Work instruction -> Please start at the first line of the records beneath and quote each line exactly, ending with the line containing "box: [304, 169, 327, 184]".

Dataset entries

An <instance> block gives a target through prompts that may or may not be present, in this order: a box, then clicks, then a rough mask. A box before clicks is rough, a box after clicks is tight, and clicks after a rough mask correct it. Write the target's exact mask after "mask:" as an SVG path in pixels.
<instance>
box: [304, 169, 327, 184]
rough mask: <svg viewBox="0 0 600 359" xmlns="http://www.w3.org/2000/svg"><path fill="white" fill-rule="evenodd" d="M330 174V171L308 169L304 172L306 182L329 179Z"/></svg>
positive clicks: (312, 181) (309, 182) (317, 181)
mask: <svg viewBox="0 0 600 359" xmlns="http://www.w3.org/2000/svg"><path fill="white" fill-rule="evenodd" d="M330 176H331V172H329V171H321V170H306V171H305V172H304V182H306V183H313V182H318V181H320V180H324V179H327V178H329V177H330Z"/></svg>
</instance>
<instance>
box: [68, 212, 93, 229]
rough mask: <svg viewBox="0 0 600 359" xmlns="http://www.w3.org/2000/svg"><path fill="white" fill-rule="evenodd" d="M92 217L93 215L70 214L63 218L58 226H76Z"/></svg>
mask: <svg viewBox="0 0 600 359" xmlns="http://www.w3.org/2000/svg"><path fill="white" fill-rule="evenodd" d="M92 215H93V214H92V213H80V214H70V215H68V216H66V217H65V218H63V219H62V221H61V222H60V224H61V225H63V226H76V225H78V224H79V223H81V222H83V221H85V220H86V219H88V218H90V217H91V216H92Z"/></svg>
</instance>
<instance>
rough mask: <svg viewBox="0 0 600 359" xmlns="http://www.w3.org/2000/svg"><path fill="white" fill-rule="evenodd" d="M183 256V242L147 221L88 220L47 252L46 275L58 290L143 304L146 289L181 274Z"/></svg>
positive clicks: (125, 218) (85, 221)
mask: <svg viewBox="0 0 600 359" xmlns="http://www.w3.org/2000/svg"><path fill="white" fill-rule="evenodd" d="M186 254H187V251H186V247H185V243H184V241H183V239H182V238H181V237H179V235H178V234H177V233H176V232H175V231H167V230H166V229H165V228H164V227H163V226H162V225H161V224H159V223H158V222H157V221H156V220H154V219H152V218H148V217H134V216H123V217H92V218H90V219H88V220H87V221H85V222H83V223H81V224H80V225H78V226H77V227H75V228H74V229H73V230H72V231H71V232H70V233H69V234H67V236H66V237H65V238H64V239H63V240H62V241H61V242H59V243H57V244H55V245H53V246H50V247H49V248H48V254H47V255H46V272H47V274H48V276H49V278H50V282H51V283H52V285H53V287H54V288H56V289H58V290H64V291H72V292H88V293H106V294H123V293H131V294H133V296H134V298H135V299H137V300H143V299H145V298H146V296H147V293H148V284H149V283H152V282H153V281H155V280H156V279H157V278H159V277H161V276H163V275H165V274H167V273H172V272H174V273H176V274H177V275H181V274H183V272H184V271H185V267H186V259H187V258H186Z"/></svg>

Exercise output ->
An <instance> block gives a target through prompts that may or may not be present, in this order: a box, then clicks, then a rough mask. A box before clicks is rough, a box after clicks is tight, and clicks after a rough mask correct it. Write the target's exact mask after "mask:" as an SVG path in pixels.
<instance>
box: [304, 169, 327, 184]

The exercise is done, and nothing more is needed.